-- Work instructions --
In the entries below, find the line with "positive clicks: (9, 50)" and the line with "rough mask: <svg". Return those two lines and all lines between them, exactly.

-- The data --
=== Begin Enclosure ===
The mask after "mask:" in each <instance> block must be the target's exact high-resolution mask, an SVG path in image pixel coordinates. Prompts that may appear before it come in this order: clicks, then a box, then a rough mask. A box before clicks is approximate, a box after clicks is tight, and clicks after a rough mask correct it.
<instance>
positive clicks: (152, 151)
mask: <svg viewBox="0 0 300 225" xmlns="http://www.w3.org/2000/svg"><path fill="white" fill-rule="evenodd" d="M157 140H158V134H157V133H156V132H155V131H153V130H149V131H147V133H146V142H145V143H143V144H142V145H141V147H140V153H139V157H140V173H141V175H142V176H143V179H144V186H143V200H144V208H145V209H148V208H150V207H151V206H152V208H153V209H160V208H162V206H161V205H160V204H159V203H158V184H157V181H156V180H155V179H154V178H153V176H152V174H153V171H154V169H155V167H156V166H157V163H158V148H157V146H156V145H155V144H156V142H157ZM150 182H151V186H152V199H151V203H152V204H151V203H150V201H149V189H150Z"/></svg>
=== End Enclosure ===
=== Begin Enclosure ===
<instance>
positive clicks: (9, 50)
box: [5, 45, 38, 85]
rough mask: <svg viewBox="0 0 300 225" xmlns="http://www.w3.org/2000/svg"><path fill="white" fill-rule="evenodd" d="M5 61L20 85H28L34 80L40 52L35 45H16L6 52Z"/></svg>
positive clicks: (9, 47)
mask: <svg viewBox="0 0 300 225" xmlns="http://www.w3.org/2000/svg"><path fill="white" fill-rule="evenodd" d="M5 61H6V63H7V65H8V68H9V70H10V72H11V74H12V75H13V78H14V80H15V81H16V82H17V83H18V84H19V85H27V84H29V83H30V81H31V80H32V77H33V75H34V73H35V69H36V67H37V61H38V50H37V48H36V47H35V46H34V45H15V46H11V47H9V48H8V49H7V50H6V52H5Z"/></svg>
=== End Enclosure ===
=== Begin Enclosure ===
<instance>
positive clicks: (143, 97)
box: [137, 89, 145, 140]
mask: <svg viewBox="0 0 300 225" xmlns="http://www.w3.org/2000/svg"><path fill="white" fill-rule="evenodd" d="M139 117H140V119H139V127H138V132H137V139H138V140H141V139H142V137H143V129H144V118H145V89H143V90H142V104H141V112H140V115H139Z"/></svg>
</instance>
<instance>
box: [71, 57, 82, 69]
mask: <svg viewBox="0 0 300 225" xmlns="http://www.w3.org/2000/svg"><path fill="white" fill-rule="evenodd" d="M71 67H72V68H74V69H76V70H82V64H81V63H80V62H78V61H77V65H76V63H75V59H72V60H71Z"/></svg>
=== End Enclosure ===
-- Exercise answer --
positive clicks: (9, 50)
box: [5, 45, 38, 85]
rough mask: <svg viewBox="0 0 300 225" xmlns="http://www.w3.org/2000/svg"><path fill="white" fill-rule="evenodd" d="M5 61L20 85H28L34 80L40 52L35 45H16L6 52Z"/></svg>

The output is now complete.